_Task description:_
Reproduce the data in its entirety, exactly as supplied.

*** Supplied data

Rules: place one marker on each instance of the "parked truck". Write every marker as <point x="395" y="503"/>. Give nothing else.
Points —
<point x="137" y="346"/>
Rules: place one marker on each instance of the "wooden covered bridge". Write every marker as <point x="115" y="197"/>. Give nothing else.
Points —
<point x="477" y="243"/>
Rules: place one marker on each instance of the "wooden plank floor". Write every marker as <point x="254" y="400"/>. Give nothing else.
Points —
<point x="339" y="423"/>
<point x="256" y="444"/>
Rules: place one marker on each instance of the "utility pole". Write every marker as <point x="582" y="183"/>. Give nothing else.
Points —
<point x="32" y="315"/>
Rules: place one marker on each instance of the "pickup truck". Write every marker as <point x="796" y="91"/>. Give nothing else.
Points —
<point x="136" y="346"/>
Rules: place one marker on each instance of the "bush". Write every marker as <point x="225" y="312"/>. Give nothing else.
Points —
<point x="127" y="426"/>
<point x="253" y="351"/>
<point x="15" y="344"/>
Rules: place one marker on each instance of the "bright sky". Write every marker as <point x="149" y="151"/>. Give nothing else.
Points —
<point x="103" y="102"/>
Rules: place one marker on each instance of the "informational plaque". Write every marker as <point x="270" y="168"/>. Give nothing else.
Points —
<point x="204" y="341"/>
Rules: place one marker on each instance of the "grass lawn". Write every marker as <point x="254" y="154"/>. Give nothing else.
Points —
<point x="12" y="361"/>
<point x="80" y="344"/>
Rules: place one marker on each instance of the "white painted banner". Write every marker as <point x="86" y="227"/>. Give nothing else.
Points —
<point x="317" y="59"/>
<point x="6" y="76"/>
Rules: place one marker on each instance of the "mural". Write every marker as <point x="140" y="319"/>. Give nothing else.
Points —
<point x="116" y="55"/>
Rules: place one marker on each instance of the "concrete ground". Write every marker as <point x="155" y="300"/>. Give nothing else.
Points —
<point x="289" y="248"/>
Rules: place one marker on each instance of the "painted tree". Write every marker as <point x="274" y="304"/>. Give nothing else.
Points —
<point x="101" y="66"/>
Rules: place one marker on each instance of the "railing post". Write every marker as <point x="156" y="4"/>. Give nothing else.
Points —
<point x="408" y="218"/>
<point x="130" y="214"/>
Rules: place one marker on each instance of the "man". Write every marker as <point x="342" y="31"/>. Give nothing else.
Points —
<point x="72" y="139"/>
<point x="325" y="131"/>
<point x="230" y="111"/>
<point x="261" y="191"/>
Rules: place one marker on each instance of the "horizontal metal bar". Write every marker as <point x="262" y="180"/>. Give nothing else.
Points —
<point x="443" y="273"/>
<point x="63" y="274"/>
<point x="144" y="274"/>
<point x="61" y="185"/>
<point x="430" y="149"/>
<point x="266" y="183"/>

******

_Solved problem:_
Rules: place one marker on each instance of the "parked truck". Write every marker as <point x="395" y="503"/>. Give nothing else.
Points —
<point x="137" y="346"/>
Rules: place one marker on each instance of the "wooden covered bridge". Write every marker as <point x="115" y="197"/>. Give nothing else.
Points —
<point x="477" y="243"/>
Rules: place one marker on each instance of the "wooden plank floor". Write every marker as <point x="254" y="400"/>. Give nothing else.
Points —
<point x="339" y="423"/>
<point x="256" y="444"/>
Rules: place one marker on each instance of the "utility pole". Write every marker as <point x="582" y="183"/>. Give nothing else.
Points —
<point x="32" y="315"/>
Rules: place one marker on each instance of the "pickup truck". Write every marker as <point x="796" y="91"/>. Give nothing else.
Points —
<point x="136" y="346"/>
Rules: place one marker on each instance of the "bush". Write every marker as <point x="225" y="312"/>. Give nothing else.
Points —
<point x="127" y="426"/>
<point x="253" y="351"/>
<point x="15" y="344"/>
Rules: place one marker on each instance of the "bright sky". Write every marker as <point x="149" y="151"/>. Give nothing else.
Points —
<point x="103" y="102"/>
Rules: place one marker on each instance of the "informational plaque". Write every marker as <point x="270" y="168"/>. Give nothing else.
Points —
<point x="204" y="341"/>
Rules: place one marker on each instance of the "grass lawn". Write every marker as <point x="254" y="154"/>. Give nothing else.
Points —
<point x="12" y="361"/>
<point x="80" y="344"/>
Rules: place one marker on each instance of the "white painted banner". Write every marker as <point x="86" y="227"/>. Give nothing else.
Points —
<point x="317" y="59"/>
<point x="6" y="76"/>
Rules: place one marker on each instance of the "mural". Write every marker as <point x="140" y="319"/>. Give nothing else.
Points —
<point x="116" y="55"/>
Rules: place one marker on each instance of the "concrete ground". Write every marker as <point x="155" y="300"/>. Give nothing else.
Points —
<point x="289" y="248"/>
Rules: place one marker on each instance of the "painted tree". Write every marker as <point x="274" y="304"/>. Give nothing else.
Points —
<point x="101" y="66"/>
Rules: place one marker on each instance of the "railing post". Write every marker as <point x="156" y="4"/>. Give nothing else.
Points —
<point x="408" y="218"/>
<point x="130" y="214"/>
Rules: place one marker on each instance of the "man". Write every marker as <point x="342" y="31"/>. Give nothing else.
Points —
<point x="72" y="139"/>
<point x="325" y="131"/>
<point x="230" y="111"/>
<point x="261" y="191"/>
Rules: place one marker on each instance of the "horizontal metal bar". Write every marker as <point x="262" y="180"/>. Give nothing else.
Points —
<point x="443" y="273"/>
<point x="63" y="274"/>
<point x="144" y="274"/>
<point x="61" y="185"/>
<point x="430" y="149"/>
<point x="266" y="183"/>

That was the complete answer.